**SELECTED TEXT**

Serving aboard a destroyer is considered in naval circles as serving in the “real navy.” With a crew of over 300 confined within the small dimensions of the ship, life can be entertaining, amazing, and frightening at the same time. Short clips of destroyers in film, television, and recruiting videos paint a pretty rosy life aboard the small but robust vessels, but they leave out some vital details. Here are ten facts of life aboard a destroyer (or any small surface combatant) revealed after peeling back the Hollywood veneer.

**PROVIDED DATA**
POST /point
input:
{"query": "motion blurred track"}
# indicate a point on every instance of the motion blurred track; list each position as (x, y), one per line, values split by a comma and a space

**TASK 1**
Using the destroyer passage, answer:
(a) How large a crew does it give for the ship?
(b) In what three places do short clips of destroyers appear?
(c) How many facts of life aboard does it promise to reveal?
**TASK 2**
Reproduce the stretch of the destroyer passage from "Serving aboard a" through "the Hollywood veneer.".
The listing has no connection to the destroyer passage.

**WORKED ANSWER 1**
(a) Over 300.
(b) Film, television, and recruiting videos.
(c) Ten.

**WORKED ANSWER 2**
Serving aboard a destroyer is considered in naval circles as serving in the “real navy.” With a crew of over 300 confined within the small dimensions of the ship, life can be entertaining, amazing, and frightening at the same time. Short clips of destroyers in film, television, and recruiting videos paint a pretty rosy life aboard the small but robust vessels, but they leave out some vital details. Here are ten facts of life aboard a destroyer (or any small surface combatant) revealed after peeling back the Hollywood veneer.